Great climb! Good moves on crimps. Onsighted it, but it was a definite struggle. Technical crux might be down low, but I had to fight hardest to not peel off at the last bolt. Good rests on giant holds appear right when you think you're about to fall off.
By Christian "crisco" Burrell
From: PG, Utah
May 21, 2008

One of the best 11b's in the canyon! You can get a nice rest after each tough part.
By Kyle Hollenback
From: Provo, UT
Nov 4, 2011

I've been climbing for a little over a year, and leading has always scared me. This route was the first 5.11 I've led outside. The features are really fun, and the holds and protection are right where you need them. Didn't get the onsight, but I'll be back for sure! There's no single crux, it's just long and sustained. One of the best routes I've done in the canyon. TR would be hard because of rope drag near the chains, but it's a great lead.

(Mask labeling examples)
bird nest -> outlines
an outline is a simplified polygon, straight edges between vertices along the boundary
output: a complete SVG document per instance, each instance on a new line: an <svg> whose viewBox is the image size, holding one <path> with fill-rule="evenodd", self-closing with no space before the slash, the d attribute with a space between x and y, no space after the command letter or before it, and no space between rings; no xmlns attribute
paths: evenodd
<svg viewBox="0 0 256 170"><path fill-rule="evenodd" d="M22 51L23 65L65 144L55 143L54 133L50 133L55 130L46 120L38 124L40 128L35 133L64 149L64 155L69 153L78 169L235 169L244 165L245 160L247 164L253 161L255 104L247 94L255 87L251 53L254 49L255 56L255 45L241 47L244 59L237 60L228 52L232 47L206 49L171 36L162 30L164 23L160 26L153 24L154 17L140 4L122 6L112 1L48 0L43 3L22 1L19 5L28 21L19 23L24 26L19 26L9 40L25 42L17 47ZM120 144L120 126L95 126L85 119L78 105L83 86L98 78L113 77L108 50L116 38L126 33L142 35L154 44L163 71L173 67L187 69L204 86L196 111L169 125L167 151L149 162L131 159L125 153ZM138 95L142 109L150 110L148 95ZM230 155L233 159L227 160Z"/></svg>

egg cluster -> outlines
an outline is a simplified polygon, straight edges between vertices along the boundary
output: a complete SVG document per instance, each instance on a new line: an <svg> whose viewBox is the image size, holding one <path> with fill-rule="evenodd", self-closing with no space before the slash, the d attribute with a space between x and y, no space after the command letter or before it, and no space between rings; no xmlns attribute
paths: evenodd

SET TASK 1 ::
Please return the part of the route comments from "Great climb! Good" to "each tough part.".
SET TASK 2 ::
Give every byline line in the route comments that names a commenter, a hometown, or a date.
SET TASK 3 ::
Carry the route comments forward from their last sentence.

WRITTEN REPLY 1 ::
Great climb! Good moves on crimps. Onsighted it, but it was a definite struggle. Technical crux might be down low, but I had to fight hardest to not peel off at the last bolt. Good rests on giant holds appear right when you think you're about to fall off.
By Christian "crisco" Burrell
From: PG, Utah
May 21, 2008

One of the best 11b's in the canyon! You can get a nice rest after each tough part.

WRITTEN REPLY 2 ::
By Christian "crisco" Burrell
From: PG, Utah
May 21, 2008
By Kyle Hollenback
From: Provo, UT
Nov 4, 2011

WRITTEN REPLY 3 ::
By Canyon Copa
Jun 23, 2012

Fantastic route. Very long with fun moves and good rests. Clipping the last bolt was the hardest section for me. It was very balancy and pulling the rope up through all the draws almost threw me off. After clipping the last bolt there is a slopey, boulder-type top out where I just had to mantle with my hands and smear with my feet to get to the chains. Also it's not quite 105 feet, a 60 meter rope is plenty long with a lot left over (and that's without the stretch).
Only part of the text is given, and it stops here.